- **SOURCE DOCUMENT**
● ● ● ● ● ● ●

# require UPS for 25 computers



## harikrishnat (Nov 15, 2006)

hi everyone 
    in our office we are buying 25 computers and  we planned for buying UPS for each system. is it good.   

    if i want one online UPS for all 25 systems what is the power rating i should look for


----------



## rohanbee (Nov 16, 2006)

Well my office has an APc one and i think we are running around 8 computers......back up is good and so is its functioning. Maybe the best would be to call them up and let them assess your requirements.


----------



## Eazy (Nov 16, 2006)

go to this page of APC and from there go to UPS and fill in your computer details and you will get an answer ...

*www.apcc.com/sizing/selectors.cfm


----------



## harikrishnat (Nov 16, 2006)

thanks u for the link


----------



## rohanbee (Nov 17, 2006)

Still would suggest a technician to do a proper assesment and then on the basis of that you can check the net,,,,


----------



## Eazy (Nov 18, 2006)

rohanbee said:
			
		

> Still would suggest a technician to do a proper assesment and then on the basis of that you can check the net,,,,



If you want to check with an APC rep then you can do that from this link - click on "Chat with Support Agent". 

*www.apcc.com/support/index.cfm

When I bought my last APC UPS I phoned their local office and they put me in touch with their Agent for my area and this person was extremely helpful. Gave me a lot of info and a contact of where I could buy the UPS.


----------

● ● ● ● ● ● ●

- **DATASET EXCERPTS**
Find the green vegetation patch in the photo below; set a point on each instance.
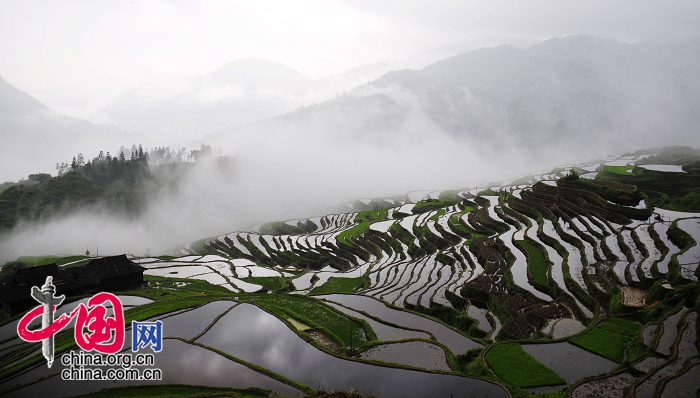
(33, 261)
(432, 204)
(625, 170)
(609, 338)
(372, 216)
(313, 313)
(538, 266)
(268, 282)
(515, 366)
(353, 233)
(340, 285)
(437, 215)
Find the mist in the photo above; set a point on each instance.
(279, 170)
(479, 117)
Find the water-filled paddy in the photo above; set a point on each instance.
(181, 363)
(254, 335)
(669, 333)
(384, 332)
(415, 353)
(571, 363)
(455, 341)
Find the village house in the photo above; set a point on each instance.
(105, 274)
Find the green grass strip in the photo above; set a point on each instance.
(538, 267)
(609, 338)
(268, 282)
(175, 390)
(313, 313)
(515, 366)
(352, 233)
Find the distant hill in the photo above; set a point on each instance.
(234, 94)
(14, 102)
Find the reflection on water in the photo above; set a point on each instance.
(648, 333)
(383, 332)
(567, 327)
(458, 343)
(669, 333)
(415, 353)
(180, 362)
(189, 324)
(253, 335)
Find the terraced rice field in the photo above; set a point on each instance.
(448, 281)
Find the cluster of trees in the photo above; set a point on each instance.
(122, 183)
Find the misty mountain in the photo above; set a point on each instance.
(578, 93)
(14, 102)
(36, 137)
(235, 94)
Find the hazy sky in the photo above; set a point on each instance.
(70, 52)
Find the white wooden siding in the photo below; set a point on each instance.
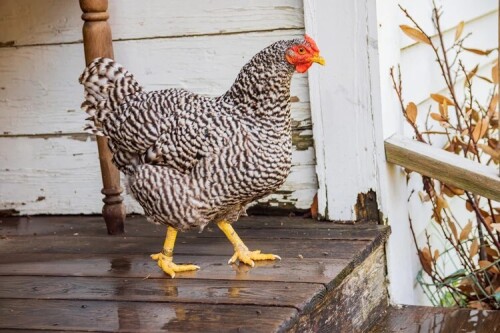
(420, 79)
(47, 165)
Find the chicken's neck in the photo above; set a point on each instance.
(262, 92)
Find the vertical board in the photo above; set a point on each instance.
(343, 104)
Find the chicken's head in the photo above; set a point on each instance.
(303, 54)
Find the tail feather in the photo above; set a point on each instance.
(107, 84)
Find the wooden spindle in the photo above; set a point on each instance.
(97, 42)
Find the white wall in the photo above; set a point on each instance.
(47, 165)
(419, 80)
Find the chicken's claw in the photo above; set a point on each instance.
(244, 255)
(169, 267)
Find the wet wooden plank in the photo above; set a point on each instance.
(286, 248)
(416, 319)
(295, 295)
(141, 266)
(106, 316)
(252, 226)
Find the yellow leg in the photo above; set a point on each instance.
(164, 258)
(241, 252)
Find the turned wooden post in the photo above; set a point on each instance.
(97, 42)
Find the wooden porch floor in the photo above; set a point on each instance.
(66, 273)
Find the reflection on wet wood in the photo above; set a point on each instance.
(290, 227)
(64, 273)
(101, 316)
(159, 290)
(420, 319)
(141, 266)
(196, 246)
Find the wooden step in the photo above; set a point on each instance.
(65, 273)
(419, 319)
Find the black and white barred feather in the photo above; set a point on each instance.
(191, 159)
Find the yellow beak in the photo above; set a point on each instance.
(318, 59)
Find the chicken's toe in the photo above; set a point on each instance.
(244, 255)
(170, 268)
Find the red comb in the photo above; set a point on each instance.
(311, 42)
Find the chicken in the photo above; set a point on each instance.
(189, 159)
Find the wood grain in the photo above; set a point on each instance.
(45, 95)
(260, 227)
(97, 43)
(143, 20)
(73, 282)
(143, 267)
(286, 248)
(105, 316)
(35, 188)
(267, 293)
(444, 166)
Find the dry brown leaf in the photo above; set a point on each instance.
(455, 190)
(478, 51)
(478, 305)
(480, 129)
(485, 78)
(494, 73)
(415, 34)
(458, 31)
(440, 99)
(471, 74)
(453, 229)
(484, 264)
(465, 231)
(494, 153)
(424, 197)
(474, 248)
(426, 260)
(492, 108)
(411, 112)
(491, 252)
(441, 203)
(436, 255)
(443, 109)
(437, 117)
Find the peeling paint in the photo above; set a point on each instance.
(302, 141)
(366, 208)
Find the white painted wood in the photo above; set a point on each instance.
(28, 22)
(342, 105)
(444, 166)
(60, 175)
(399, 249)
(45, 97)
(165, 44)
(418, 65)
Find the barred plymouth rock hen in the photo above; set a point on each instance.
(190, 159)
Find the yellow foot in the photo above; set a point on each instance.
(243, 254)
(169, 267)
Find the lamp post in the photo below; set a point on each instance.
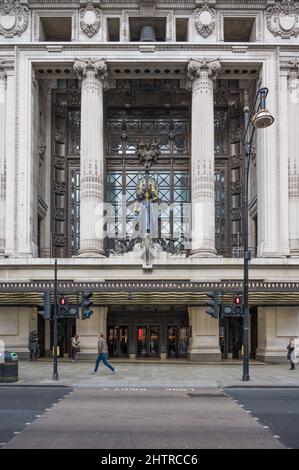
(258, 118)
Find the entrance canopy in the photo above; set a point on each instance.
(164, 292)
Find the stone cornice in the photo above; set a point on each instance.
(99, 67)
(135, 46)
(196, 67)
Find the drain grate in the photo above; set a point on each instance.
(206, 395)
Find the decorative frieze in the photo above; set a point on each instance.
(90, 20)
(283, 18)
(2, 155)
(59, 188)
(204, 20)
(14, 18)
(294, 156)
(201, 73)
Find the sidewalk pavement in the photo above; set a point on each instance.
(156, 375)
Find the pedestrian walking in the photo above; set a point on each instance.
(291, 353)
(33, 345)
(75, 347)
(103, 352)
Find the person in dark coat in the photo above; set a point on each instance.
(33, 345)
(290, 356)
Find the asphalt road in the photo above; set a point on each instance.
(144, 419)
(20, 405)
(276, 408)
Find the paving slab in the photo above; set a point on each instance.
(149, 375)
(145, 419)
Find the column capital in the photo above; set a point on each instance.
(197, 68)
(293, 68)
(97, 67)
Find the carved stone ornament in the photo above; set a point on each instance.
(90, 20)
(196, 67)
(99, 67)
(14, 18)
(283, 18)
(205, 20)
(148, 153)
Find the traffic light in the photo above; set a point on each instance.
(62, 307)
(233, 310)
(44, 309)
(213, 303)
(86, 303)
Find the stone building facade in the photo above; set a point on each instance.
(121, 155)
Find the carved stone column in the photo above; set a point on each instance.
(2, 158)
(202, 73)
(294, 158)
(93, 74)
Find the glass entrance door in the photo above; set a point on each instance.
(178, 341)
(118, 341)
(148, 338)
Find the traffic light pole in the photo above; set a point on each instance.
(55, 326)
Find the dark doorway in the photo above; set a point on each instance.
(117, 341)
(253, 332)
(178, 341)
(148, 341)
(66, 330)
(41, 326)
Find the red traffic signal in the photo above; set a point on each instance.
(62, 307)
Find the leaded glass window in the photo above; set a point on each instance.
(125, 130)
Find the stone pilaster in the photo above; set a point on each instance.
(283, 164)
(294, 157)
(10, 151)
(204, 343)
(93, 74)
(26, 240)
(267, 169)
(201, 73)
(2, 158)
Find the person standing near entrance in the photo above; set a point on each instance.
(103, 351)
(291, 353)
(33, 345)
(75, 347)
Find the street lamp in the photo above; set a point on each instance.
(258, 118)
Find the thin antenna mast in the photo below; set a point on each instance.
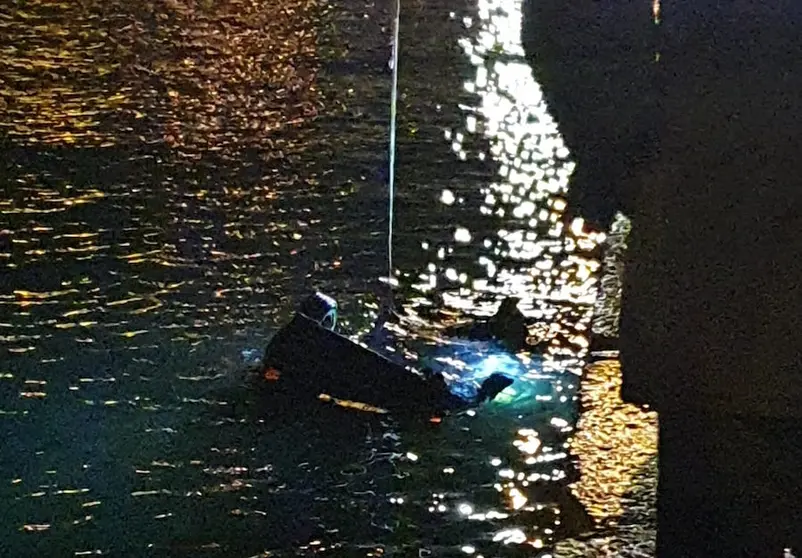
(391, 182)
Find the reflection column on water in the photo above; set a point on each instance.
(530, 253)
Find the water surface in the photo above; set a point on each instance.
(176, 175)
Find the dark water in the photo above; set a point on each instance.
(175, 176)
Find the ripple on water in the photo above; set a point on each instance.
(177, 174)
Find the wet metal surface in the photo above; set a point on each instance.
(177, 174)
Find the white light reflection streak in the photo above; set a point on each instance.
(532, 257)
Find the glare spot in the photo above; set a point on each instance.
(462, 235)
(447, 197)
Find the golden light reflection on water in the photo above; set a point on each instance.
(615, 443)
(204, 74)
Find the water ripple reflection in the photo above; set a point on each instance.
(177, 174)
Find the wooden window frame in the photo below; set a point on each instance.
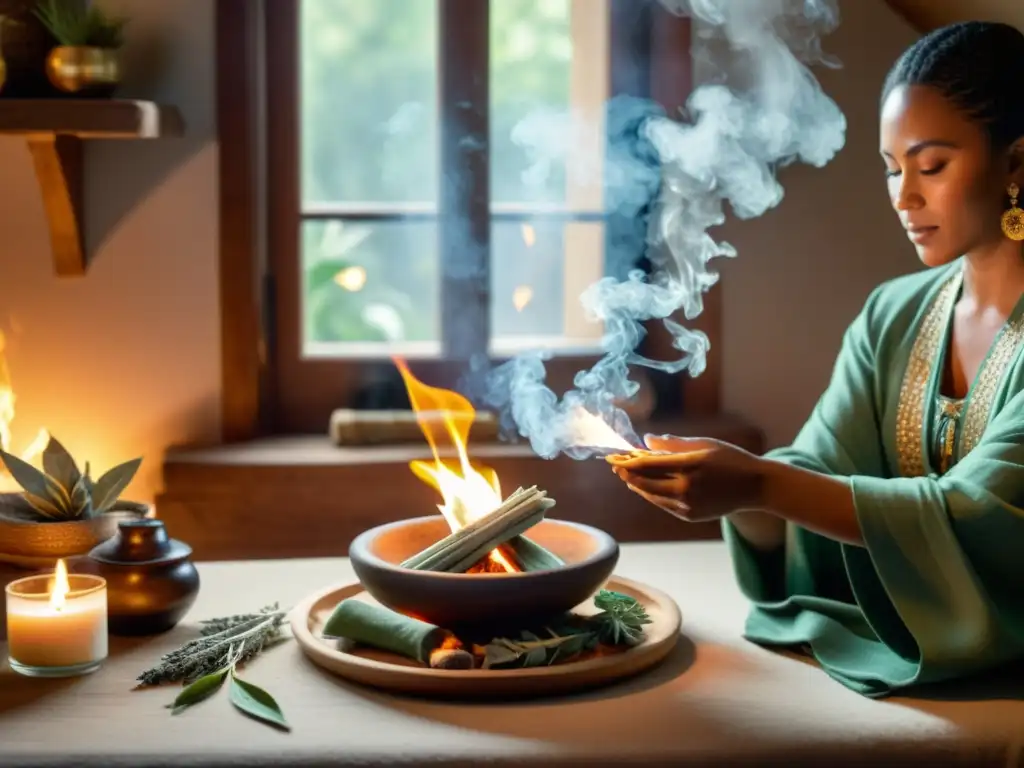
(267, 389)
(278, 487)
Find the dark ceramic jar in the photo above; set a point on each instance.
(151, 582)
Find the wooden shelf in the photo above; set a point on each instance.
(54, 130)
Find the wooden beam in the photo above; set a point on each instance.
(54, 130)
(58, 169)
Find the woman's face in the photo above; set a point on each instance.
(944, 181)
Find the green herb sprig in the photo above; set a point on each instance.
(247, 697)
(77, 23)
(620, 622)
(203, 665)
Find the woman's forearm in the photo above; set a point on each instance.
(761, 529)
(816, 502)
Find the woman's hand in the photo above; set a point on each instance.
(697, 479)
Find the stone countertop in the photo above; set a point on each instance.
(716, 700)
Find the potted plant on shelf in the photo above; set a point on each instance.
(86, 59)
(60, 511)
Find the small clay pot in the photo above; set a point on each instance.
(151, 581)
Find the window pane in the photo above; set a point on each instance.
(371, 289)
(369, 101)
(549, 84)
(539, 271)
(549, 70)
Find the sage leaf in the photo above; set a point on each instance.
(36, 481)
(536, 657)
(256, 702)
(81, 501)
(109, 487)
(203, 688)
(44, 506)
(495, 654)
(59, 464)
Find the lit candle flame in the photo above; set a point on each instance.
(58, 594)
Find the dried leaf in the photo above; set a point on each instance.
(37, 482)
(109, 487)
(202, 689)
(256, 702)
(59, 464)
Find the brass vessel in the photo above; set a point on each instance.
(84, 70)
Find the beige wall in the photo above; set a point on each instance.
(805, 267)
(125, 361)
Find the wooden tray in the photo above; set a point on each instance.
(389, 671)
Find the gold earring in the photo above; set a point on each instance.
(1013, 220)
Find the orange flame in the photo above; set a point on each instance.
(35, 449)
(468, 492)
(58, 593)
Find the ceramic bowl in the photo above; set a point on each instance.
(494, 599)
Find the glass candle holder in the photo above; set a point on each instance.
(56, 624)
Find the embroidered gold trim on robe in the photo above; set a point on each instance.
(979, 407)
(910, 442)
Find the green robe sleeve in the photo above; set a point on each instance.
(947, 553)
(841, 437)
(934, 594)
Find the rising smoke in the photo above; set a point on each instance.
(672, 176)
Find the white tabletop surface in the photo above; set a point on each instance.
(716, 700)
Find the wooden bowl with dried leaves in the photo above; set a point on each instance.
(61, 511)
(26, 542)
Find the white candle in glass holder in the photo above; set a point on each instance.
(56, 625)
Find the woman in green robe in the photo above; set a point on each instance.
(888, 540)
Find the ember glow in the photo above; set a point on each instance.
(35, 449)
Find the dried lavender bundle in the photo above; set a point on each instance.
(222, 642)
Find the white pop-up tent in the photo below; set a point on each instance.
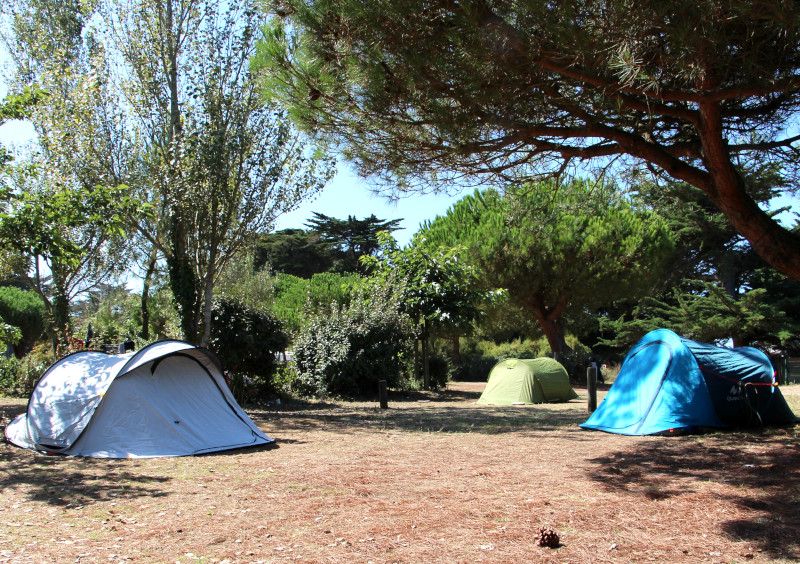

● ● ● ● ● ● ●

- **ACTIONS TO TAKE**
1) Answer these from the forum thread on buying a UPS:
(a) How many computers is the first poster's office buying?
(b) About how many computers does rohanbee's office run on its APC unit?
(c) Which option does Eazy say to click on the support page to reach an APC rep?
2) Rewrite the entries from the line with "Find the lit" up to and including the line with "(1013, 220)" as a JSON list of strings, one string per line, with blank lines left out.
The forum thread and the entries have no connection to each other.

- **ANSWERS IN ORDER**
1)
(a) 25
(b) Around 8
(c) "Chat with Support Agent"

2)
[
  "Find the lit candle flame in the photo above; set a point on each instance.",
  "(58, 594)",
  "Find the dried leaf in the photo above; set a point on each instance.",
  "(37, 482)",
  "(109, 487)",
  "(202, 689)",
  "(256, 702)",
  "(59, 464)",
  "Find the brass vessel in the photo above; set a point on each instance.",
  "(84, 70)",
  "Find the beige wall in the photo above; set a point on each instance.",
  "(805, 267)",
  "(125, 361)",
  "Find the wooden tray in the photo above; set a point on each instance.",
  "(389, 671)",
  "Find the gold earring in the photo above; set a point on each instance.",
  "(1013, 220)"
]